Text excerpt below:
- Also known as: Les Crumpets
- Genre: Comedy
- Based on: Petit Dernier by Didier Lévy and Frédéric Benaglia
- Developed by: Virginie Boda
- Directed by: Raoul Magrangeas
- Composer: Jacques Davidovici
- Country of origin: France
- Original language: French
- No. of seasons: 4
- No. of episodes: 105

Production
- Executive producers: Sophie Saget Fanny Le Floch-Vergnon
- Producer: Pascal Gayrard
- Running time: 13 minutes 26 minutes ("Les Crumpets, tu fais genre !")
- Production companies: 4.21 Productions Studio O'Bahamas

Original release
- Network: Canal+ Family (seasons 1–3) Télétoon+ (season 4)
- Release: December 21, 2013 – March 8, 2021

= The Crumpets =

The Crumpets (French: Les Crumpets) is a French animated comedy television series based on the Petit Dernier book series written authored by Didier Lévy, illustrated by Frédéric Benaglia, and published by Editions Sarbacane.

The show debuted on 21 December 2013. The third and fourth seasons, which premiered on 7 December 2015 and 24 December 2017 respectively, are titled Teen Crumpets for international markets and focuses on the show's teenage characters. A 26-minute-long special, Les Crumpets, tu fais genre !, premiered on 8 March 2021.

==Plot==
The Crumpets are a big family of pink-nosed creatures consisting of 142 children and the parents being Ma and Pa, the paternal grandmother Granny and its pet bulldog T-Bone. The baby son L'il One rivals all his siblings and his father in getting his mother's love. He has a friendship with Granny. The other characters beyond the Crumpet household, there is also McBrisk, the neighboring blue-nosed family consisting of a mother and her daughter, Pa's wealthy brother, his wife and their adoptive son.
End of Text excerpt.
Exercise data below:
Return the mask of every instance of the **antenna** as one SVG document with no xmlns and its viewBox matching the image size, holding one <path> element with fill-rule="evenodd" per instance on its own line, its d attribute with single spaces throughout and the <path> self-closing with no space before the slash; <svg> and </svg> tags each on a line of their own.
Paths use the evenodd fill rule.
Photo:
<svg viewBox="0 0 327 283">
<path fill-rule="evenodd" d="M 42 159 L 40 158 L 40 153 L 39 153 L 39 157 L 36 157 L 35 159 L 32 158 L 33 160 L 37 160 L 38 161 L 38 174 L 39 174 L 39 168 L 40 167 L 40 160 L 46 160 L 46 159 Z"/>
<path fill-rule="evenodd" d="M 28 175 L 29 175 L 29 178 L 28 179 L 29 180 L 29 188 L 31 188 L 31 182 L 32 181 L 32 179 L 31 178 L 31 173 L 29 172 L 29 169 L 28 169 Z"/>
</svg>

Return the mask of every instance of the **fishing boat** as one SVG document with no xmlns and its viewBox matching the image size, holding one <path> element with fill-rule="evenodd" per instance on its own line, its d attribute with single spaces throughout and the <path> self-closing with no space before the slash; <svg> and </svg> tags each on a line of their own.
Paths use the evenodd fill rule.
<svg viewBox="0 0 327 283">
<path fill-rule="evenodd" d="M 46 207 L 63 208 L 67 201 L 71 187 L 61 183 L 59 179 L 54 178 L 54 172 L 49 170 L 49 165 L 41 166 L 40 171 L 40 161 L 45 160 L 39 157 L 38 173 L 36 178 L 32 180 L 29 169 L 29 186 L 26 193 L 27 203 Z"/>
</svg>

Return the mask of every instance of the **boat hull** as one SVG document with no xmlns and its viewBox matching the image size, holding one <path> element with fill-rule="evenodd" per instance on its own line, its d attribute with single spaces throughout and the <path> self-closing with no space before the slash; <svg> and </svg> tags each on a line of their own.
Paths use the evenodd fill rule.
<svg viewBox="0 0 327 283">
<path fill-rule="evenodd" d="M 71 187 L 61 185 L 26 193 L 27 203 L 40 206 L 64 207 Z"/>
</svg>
End of Exercise data.
• [Apply what you read]
#1 Based on the article on The Crumpets, explain what L'il One competes with his siblings and his father for.
#2 Duplicate the passage of the article on The Crumpets starting at "- Production companies: 4.21" and ending at "8 March 2021.".

• [Exercise answers]
#1 L'il One, the baby son, competes with all his siblings and his father for his mother's love.

#2
- Production companies: 4.21 Productions Studio O'Bahamas

Original release
- Network: Canal+ Family (seasons 1–3) Télétoon+ (season 4)
- Release: December 21, 2013 – March 8, 2021

= The Crumpets =

The Crumpets (French: Les Crumpets) is a French animated comedy television series based on the Petit Dernier book series written authored by Didier Lévy, illustrated by Frédéric Benaglia, and published by Editions Sarbacane.

The show debuted on 21 December 2013. The third and fourth seasons, which premiered on 7 December 2015 and 24 December 2017 respectively, are titled Teen Crumpets for international markets and focuses on the show's teenage characters. A 26-minute-long special, Les Crumpets, tu fais genre !, premiered on 8 March 2021.